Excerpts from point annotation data
::::

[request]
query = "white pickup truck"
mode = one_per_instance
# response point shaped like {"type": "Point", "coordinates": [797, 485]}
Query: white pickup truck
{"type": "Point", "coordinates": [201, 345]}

::::

**Written instruction**
Rewrite the rows with every instance of "pickup truck" changed to "box truck", keeping everything else the same.

**Final result**
[request]
query = "white box truck"
mode = one_per_instance
# response point shaped like {"type": "Point", "coordinates": [797, 485]}
Query: white box truck
{"type": "Point", "coordinates": [201, 345]}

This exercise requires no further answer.